◆ **Problem requirements**: Filter the entries that follow, copying every line in which the word "pixel" appears.

——————

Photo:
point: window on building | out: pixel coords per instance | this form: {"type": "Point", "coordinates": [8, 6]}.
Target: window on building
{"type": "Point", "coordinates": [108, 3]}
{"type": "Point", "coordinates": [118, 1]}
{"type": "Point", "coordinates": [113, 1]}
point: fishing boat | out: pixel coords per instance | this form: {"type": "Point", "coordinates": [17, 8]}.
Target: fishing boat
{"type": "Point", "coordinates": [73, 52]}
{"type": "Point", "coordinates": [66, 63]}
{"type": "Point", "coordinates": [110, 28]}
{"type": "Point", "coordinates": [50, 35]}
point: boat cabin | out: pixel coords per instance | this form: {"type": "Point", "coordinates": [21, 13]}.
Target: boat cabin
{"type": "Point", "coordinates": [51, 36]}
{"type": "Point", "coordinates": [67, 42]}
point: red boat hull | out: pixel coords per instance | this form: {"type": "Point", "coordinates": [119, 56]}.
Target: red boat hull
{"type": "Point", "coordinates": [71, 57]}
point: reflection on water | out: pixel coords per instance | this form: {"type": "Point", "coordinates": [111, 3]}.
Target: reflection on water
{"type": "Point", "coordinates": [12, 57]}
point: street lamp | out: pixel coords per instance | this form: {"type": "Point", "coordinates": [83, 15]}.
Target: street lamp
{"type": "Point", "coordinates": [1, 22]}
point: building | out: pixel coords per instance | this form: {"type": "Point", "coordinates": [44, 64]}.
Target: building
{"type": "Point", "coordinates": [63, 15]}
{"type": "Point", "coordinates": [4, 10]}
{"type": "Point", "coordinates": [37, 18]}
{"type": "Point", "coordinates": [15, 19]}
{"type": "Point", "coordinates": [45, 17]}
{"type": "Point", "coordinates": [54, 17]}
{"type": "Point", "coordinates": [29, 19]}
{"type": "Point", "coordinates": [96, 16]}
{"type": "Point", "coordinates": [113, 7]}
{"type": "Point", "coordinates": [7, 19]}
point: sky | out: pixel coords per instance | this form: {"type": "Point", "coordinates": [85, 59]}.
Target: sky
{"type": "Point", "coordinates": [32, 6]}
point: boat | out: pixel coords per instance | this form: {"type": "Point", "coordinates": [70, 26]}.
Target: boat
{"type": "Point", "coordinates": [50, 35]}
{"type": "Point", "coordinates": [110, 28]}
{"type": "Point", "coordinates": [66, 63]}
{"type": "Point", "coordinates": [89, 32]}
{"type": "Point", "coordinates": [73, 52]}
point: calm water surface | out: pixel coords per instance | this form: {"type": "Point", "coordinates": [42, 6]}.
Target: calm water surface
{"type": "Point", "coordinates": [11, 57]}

——————

◆ **The answer**:
point: window on building | out: pixel coords per instance | this form: {"type": "Point", "coordinates": [8, 6]}.
point: fishing boat | out: pixel coords per instance | this form: {"type": "Point", "coordinates": [17, 8]}.
point: boat cabin | out: pixel coords per instance | this form: {"type": "Point", "coordinates": [21, 13]}.
point: red boat hull | out: pixel coords per instance | this form: {"type": "Point", "coordinates": [119, 56]}.
point: reflection on water | out: pixel coords per instance | this form: {"type": "Point", "coordinates": [111, 3]}.
point: street lamp | out: pixel coords per instance | this form: {"type": "Point", "coordinates": [83, 15]}.
point: building | out: pixel coords per instance | this form: {"type": "Point", "coordinates": [44, 64]}.
point: sky | out: pixel coords per instance | this form: {"type": "Point", "coordinates": [85, 59]}.
point: boat | out: pixel coords per instance | this form: {"type": "Point", "coordinates": [70, 26]}.
point: calm water surface | out: pixel coords per instance | this form: {"type": "Point", "coordinates": [42, 6]}.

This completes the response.